# REQUIRED WORK
Rewrite every line of the records below, requests included, and multiply each x and y point coordinate in the answers by 0.65, rounding to whole numbers with halves rounded up. Omit the pictures.

Dataset entries:
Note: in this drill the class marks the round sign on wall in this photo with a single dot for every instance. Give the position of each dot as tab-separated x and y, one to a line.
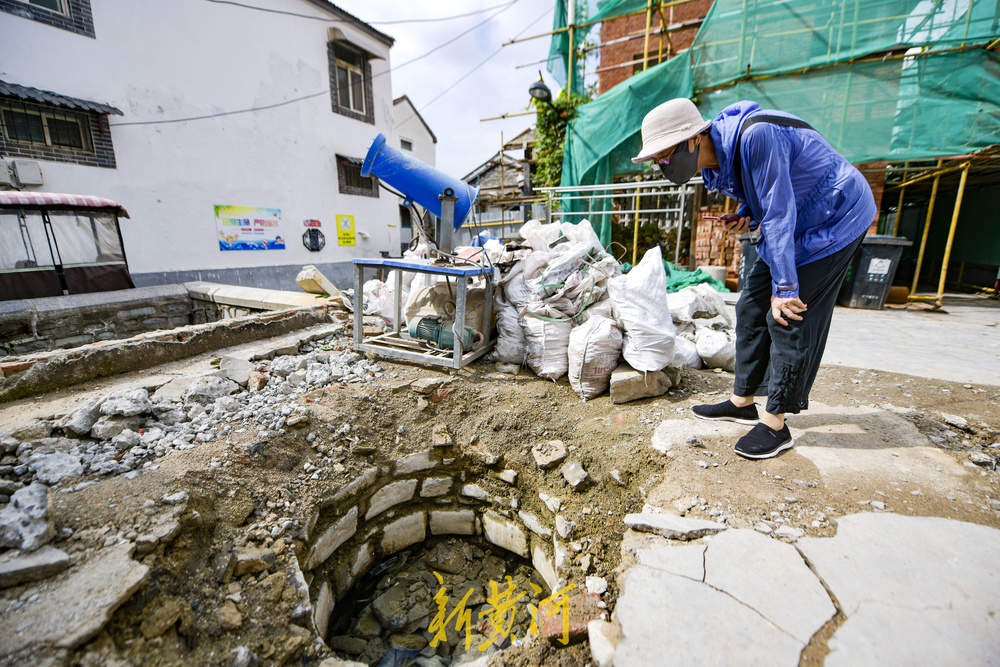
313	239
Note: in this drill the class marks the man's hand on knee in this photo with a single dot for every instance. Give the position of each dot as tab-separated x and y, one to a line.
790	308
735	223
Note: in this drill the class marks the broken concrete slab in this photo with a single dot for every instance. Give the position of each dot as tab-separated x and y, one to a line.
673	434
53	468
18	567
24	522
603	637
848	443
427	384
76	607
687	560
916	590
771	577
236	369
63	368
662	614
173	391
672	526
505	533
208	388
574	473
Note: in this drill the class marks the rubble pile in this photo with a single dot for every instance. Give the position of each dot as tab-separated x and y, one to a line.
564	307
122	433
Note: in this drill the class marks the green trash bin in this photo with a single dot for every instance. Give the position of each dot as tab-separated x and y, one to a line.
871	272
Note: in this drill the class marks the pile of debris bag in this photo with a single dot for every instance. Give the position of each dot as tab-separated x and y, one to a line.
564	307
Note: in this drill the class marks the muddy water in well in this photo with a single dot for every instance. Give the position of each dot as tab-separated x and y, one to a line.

# TASK RESULT
Note: in this drill the class marks the round sign on wall in this photo with a single dot for every instance. Give the position of each dot as tab-separated x and y, one to a line.
203	155
Note: in this drill the class marks the man's hand on knee in this photo with a single dot for every instance. Give the position of each dot as tab-separated x and y, one to a line.
514	200
478	145
Note: in this drill the class marks the broken concrete slab in this photo with a single dot for every instance. Give the position of each dot as tab-separated x and y, one to a line.
437	282
34	304
12	369
16	339
392	414
551	288
278	250
49	395
447	364
595	384
501	375
153	240
41	239
430	399
112	254
437	342
328	346
135	252
373	307
Note: in this drill the class marks the rubble pile in this photo with a single dot for every instance. Give the position of each dot as tab-separated x and y, one to a line.
367	200
79	281
Note: in this drill the class marks the green trash bin in this photo with a single dot for every instance. Give the position of each dot as tab-separated x and y, one to a line.
566	177
Note: in this drill the class marks the pile of debris bag in this photo with a single dot for every instance. Give the position of each dot as tab-separated x and y, one to a line.
367	200
Note: in this drill the class marks the muddy water in well in this photo with a single dot for every instance. Give the position of each dot as tab-separated x and y, one to a line.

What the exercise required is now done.